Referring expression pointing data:
[Start of Attachment]

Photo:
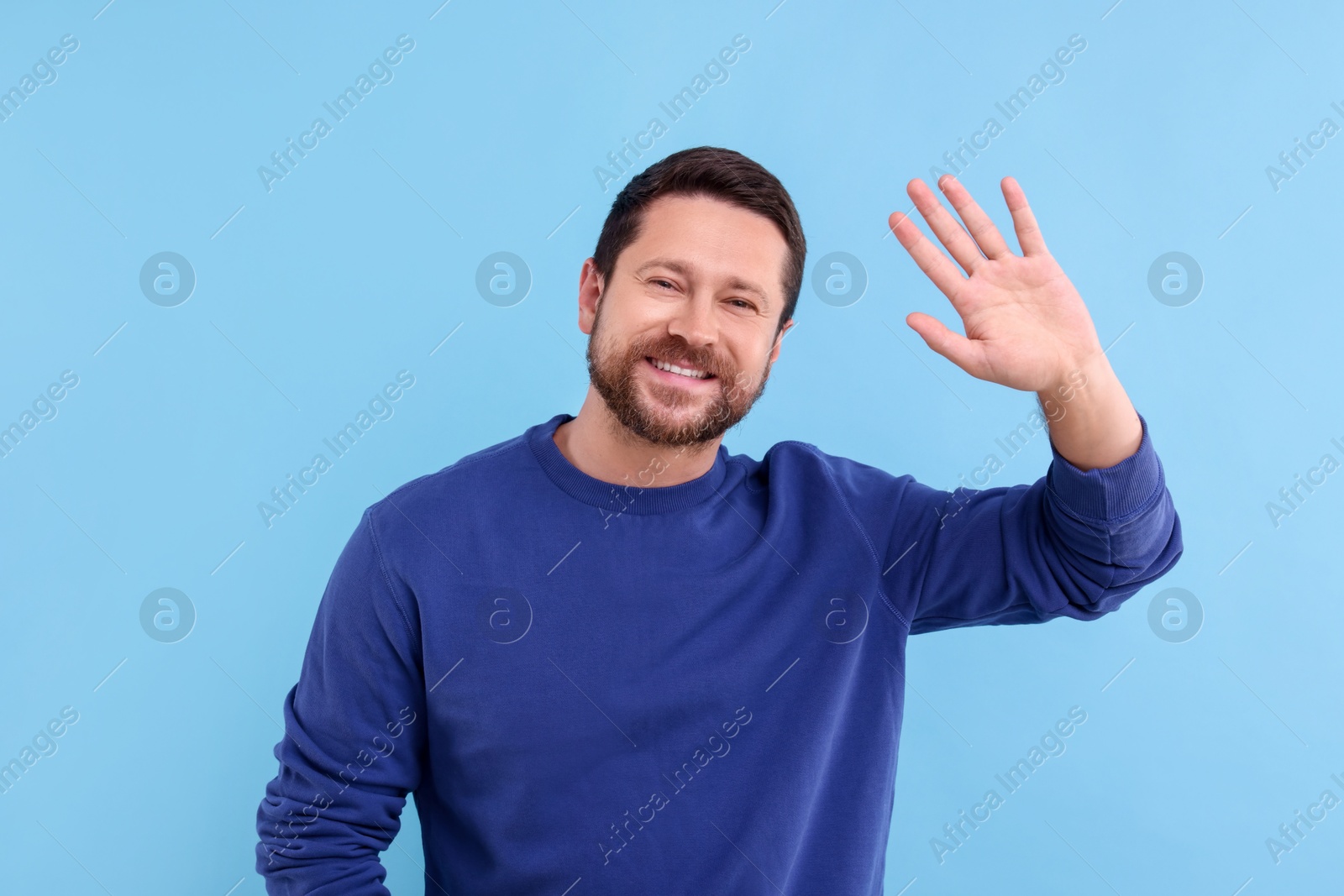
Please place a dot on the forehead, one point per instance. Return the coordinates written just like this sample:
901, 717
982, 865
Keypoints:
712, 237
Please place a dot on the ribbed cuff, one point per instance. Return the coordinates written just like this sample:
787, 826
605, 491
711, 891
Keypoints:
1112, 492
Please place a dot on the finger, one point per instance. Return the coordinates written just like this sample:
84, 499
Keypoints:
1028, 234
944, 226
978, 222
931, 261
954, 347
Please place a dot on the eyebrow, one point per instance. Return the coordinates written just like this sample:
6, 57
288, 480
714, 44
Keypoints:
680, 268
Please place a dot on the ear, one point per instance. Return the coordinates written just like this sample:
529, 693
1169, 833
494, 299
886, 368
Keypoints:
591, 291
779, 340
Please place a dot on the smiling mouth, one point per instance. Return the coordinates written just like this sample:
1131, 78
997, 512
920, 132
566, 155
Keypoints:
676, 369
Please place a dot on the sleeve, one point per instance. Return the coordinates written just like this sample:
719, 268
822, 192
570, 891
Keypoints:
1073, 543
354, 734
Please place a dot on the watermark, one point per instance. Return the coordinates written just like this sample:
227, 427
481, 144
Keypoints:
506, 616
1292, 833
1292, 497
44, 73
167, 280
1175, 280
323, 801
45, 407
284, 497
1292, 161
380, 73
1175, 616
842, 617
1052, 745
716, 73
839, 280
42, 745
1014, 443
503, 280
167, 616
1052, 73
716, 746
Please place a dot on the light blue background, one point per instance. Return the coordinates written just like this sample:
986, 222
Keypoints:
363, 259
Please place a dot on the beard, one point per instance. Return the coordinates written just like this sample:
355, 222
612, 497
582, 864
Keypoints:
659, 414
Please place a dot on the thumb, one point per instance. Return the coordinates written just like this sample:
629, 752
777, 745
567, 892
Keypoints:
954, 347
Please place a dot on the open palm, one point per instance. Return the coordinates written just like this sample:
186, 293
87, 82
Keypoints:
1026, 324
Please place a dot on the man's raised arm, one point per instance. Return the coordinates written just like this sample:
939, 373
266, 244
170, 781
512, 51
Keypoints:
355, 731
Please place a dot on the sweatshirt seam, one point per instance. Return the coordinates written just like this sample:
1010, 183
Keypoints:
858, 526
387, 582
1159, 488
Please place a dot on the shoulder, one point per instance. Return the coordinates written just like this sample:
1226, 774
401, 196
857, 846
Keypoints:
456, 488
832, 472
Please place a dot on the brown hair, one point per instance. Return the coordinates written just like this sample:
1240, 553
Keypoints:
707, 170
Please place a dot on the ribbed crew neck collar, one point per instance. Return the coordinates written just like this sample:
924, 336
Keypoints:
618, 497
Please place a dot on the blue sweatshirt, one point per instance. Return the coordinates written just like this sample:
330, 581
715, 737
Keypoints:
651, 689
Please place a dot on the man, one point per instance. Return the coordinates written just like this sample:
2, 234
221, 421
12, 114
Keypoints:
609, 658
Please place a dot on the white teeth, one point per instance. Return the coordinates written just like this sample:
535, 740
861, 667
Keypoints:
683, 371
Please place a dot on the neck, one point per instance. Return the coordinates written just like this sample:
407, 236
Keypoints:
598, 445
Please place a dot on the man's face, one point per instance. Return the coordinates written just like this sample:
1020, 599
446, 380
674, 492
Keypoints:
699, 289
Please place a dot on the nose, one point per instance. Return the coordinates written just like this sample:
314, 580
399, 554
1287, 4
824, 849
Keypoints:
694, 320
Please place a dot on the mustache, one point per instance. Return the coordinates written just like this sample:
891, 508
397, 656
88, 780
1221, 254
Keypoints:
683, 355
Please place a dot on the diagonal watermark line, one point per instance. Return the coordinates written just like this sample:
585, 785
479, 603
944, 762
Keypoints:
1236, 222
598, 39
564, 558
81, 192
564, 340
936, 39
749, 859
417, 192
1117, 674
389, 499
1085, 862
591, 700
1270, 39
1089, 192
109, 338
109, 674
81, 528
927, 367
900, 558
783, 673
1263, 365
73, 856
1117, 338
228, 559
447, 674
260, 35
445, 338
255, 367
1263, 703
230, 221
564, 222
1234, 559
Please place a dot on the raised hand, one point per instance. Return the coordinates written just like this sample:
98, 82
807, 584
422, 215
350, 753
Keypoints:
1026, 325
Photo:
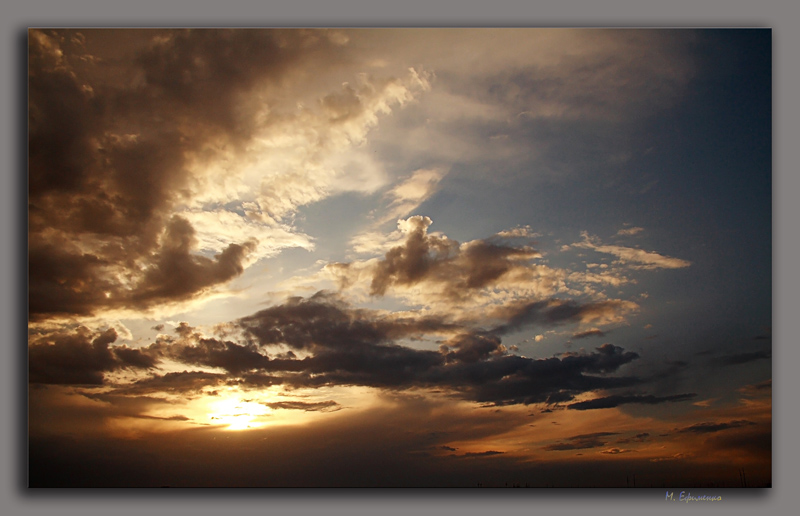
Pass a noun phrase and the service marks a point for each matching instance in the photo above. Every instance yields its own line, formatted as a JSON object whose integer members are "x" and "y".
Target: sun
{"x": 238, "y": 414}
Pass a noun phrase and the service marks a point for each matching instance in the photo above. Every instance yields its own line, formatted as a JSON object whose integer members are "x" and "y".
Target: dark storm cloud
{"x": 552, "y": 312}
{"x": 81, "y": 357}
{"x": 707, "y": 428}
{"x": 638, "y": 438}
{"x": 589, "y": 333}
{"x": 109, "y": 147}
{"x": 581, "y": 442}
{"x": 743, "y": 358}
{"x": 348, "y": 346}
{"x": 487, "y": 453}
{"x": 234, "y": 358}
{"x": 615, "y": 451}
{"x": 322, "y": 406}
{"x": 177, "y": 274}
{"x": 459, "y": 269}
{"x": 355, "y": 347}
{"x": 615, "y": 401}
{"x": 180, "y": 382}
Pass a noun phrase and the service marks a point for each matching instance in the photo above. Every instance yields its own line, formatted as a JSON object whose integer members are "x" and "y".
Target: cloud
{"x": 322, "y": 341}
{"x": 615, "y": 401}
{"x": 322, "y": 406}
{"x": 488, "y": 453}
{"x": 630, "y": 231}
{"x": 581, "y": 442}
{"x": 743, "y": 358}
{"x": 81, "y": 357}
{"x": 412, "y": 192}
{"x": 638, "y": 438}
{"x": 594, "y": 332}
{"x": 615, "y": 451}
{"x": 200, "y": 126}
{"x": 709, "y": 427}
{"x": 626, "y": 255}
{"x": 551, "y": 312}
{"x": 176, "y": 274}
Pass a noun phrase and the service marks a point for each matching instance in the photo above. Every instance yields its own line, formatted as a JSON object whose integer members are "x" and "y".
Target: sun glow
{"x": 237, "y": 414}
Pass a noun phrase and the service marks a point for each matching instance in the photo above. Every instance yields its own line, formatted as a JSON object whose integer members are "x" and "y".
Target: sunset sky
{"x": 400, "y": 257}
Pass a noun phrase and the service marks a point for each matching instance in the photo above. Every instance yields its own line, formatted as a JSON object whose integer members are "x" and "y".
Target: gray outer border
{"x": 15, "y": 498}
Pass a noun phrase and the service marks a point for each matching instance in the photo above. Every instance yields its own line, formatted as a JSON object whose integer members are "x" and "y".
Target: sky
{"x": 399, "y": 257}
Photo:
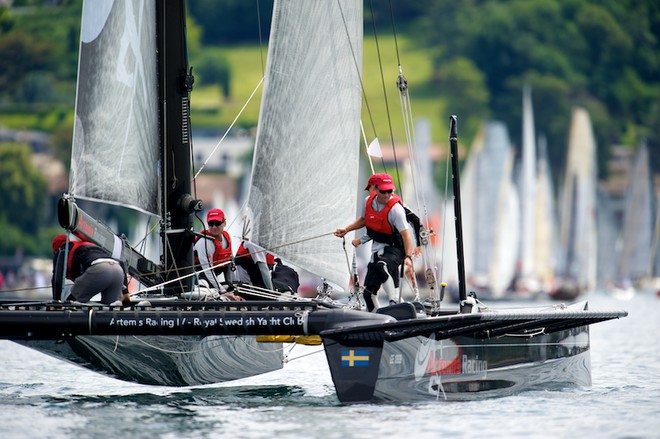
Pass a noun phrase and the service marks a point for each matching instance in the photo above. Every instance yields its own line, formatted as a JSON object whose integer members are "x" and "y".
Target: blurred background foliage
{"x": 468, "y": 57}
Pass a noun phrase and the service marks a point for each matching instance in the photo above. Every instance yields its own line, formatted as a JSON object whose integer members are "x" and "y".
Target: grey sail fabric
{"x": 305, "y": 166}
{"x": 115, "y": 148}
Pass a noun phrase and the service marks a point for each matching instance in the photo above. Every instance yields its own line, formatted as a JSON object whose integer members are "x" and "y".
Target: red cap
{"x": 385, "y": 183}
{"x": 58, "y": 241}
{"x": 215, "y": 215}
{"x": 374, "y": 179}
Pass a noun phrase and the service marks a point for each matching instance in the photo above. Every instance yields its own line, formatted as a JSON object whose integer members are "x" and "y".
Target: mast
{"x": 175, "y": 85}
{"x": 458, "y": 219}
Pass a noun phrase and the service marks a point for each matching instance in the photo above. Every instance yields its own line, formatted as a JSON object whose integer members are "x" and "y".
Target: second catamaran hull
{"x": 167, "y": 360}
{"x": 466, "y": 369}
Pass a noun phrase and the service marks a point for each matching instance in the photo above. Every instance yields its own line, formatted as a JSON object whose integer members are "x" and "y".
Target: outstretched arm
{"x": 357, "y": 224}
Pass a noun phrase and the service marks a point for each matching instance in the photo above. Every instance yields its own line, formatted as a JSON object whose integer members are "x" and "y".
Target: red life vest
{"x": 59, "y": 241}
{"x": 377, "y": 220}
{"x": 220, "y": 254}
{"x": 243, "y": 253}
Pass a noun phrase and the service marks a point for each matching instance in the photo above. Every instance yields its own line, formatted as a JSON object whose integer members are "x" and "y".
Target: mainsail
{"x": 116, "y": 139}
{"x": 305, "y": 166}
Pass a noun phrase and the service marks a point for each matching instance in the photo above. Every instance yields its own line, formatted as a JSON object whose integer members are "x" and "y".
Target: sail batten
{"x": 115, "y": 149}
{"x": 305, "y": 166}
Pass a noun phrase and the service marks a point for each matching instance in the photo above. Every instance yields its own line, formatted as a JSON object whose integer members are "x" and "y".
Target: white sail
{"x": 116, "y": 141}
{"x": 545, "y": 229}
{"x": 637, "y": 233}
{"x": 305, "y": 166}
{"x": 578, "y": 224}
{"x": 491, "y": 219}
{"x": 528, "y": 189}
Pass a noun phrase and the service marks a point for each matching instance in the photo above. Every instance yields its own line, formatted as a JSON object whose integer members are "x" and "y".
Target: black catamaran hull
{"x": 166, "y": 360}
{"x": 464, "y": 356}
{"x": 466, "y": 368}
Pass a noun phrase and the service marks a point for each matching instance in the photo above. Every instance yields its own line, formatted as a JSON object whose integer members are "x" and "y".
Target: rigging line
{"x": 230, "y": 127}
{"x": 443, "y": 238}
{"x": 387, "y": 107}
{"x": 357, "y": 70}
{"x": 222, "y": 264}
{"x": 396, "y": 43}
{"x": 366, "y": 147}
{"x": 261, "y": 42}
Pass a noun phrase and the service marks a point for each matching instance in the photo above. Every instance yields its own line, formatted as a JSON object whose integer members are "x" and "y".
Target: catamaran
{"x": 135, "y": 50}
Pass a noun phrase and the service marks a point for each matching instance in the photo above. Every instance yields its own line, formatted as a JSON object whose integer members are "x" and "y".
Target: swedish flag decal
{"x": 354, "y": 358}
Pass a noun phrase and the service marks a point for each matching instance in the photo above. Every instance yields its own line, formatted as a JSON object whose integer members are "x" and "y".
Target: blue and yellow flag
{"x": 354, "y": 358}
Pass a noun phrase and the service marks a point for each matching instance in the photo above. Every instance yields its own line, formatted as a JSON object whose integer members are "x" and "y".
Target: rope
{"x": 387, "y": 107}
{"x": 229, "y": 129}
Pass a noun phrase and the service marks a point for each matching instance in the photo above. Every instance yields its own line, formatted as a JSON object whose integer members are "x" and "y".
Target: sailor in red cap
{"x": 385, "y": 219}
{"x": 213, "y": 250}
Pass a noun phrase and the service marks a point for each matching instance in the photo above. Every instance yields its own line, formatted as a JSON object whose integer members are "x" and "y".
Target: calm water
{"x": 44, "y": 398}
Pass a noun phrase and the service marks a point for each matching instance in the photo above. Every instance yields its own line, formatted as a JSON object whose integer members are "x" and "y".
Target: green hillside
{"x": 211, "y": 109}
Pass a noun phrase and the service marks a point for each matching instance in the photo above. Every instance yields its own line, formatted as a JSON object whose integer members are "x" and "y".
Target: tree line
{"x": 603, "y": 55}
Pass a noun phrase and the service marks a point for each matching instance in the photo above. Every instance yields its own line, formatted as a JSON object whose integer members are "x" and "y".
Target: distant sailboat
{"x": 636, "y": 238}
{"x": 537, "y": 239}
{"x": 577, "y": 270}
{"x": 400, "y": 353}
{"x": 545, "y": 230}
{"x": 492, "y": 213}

[End of Attachment]

ABOUT THIS EXERCISE
Look over the data above and show each line that contains "neck".

FINAL ANSWER
Please place a dot on the ribbed crew neck collar, one point per instance. Return the coordinates written just like this sample:
Please place a dot on the neck, one point per instance. Return the coordinates written just like this sample:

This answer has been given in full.